___ EXCERPTED PASSAGE ___

KHARKIV, Ukraine — Down in the cold, dark basement, the walls are decorated with Eastern Orthodox icons, a poster of Princess Diana and shelves filled with stuffed toys. Sheets with animal print serve as improvised doors for more privacy. Beds are thin pads on wooden crates. Pots, pans, a color-changing lamp and even an air fryer were eventually brought in as the stay grew from days to weeks to more than two months. Outside, a woman filled a tire with mud — a little garden for her onions.

The personal touches have made this place feel like home — even as the actual homes of the 50 people who spend their nights down here are just a few blocks away. In Kharkiv, Ukraine’s second-largest city, the Saltivka neighborhood has been heavily bombarded every day of this war with Russia. So life for those who chose to stay has moved underground, to the only safe place.

Basements in Saltivka have become communities within the larger one, located on Kharkiv’s eastern edge, about 20 miles from the Russian border. The overwhelming majority of people here always considered Russia as a sort of friendly next-door neighbor. They speak Russian. They had friends and even family in Russia. They never hated Russia — until its military started battering their homes with artillery and airstrikes daily, sometimes hourly.

“The Russians have supposedly liberated us — from our home, from a happy life, from a job and from just being alive, too,” Olha Khorosho, 39, said.

___ DATA BLOCK ___

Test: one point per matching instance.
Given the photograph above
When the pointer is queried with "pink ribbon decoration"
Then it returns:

___

**STATED PROBLEM A:** Could you transcribe the part of the Kharkiv basement passage that opens with the words containing "KHARKIV, Ukraine —" and closes with "only safe place."?
**STATED PROBLEM B:** Can you go on with the Kharkiv basement passage from the point where it stops?
None of the lines are needed here.

**RESPONSE A:**
KHARKIV, Ukraine — Down in the cold, dark basement, the walls are decorated with Eastern Orthodox icons, a poster of Princess Diana and shelves filled with stuffed toys. Sheets with animal print serve as improvised doors for more privacy. Beds are thin pads on wooden crates. Pots, pans, a color-changing lamp and even an air fryer were eventually brought in as the stay grew from days to weeks to more than two months. Outside, a woman filled a tire with mud — a little garden for her onions.

The personal touches have made this place feel like home — even as the actual homes of the 50 people who spend their nights down here are just a few blocks away. In Kharkiv, Ukraine’s second-largest city, the Saltivka neighborhood has been heavily bombarded every day of this war with Russia. So life for those who chose to stay has moved underground, to the only safe place.

**RESPONSE B:**
The irony of Russian President Vladimir Putin’s unprovoked invasion “to protect people who, for eight years now, have been facing humiliation and genocide perpetrated by the Kyiv regime,” as he put it, is that the areas his forces have hit hardest are home to the very Russian speakers he’s falsely claimed were oppressed.

The people now living in the basement of what used to be a home-goods marketplace in Saltivka, who range in age from the elderly to their young grandchildren, said whatever goodwill they had toward Russia and its people evaporated when the invasion began on Feb. 24.

“I’ve already started to text only in the Ukrainian language,” Khorosho said. “It’s become shameful to me that we speak their language while they’re bombing us.”

Her older sister, Tatiyana, was more direct: “I hate them all now.”

In the darkness of her basement room one recent morning, Khorosho brushed the hair of her 7-year-old daughter Katya, pulling it into a bun on top of her head. Makeshift narrow beds are organized along the walls and in a row down the middle of the room, with narrow walkways between. What few belongings people managed to take from their homes — books, kettles and speakers — are piled around each bunk. This is the shared sleeping area for three families and twin Boston terriers wearing Christmas-themed onesies.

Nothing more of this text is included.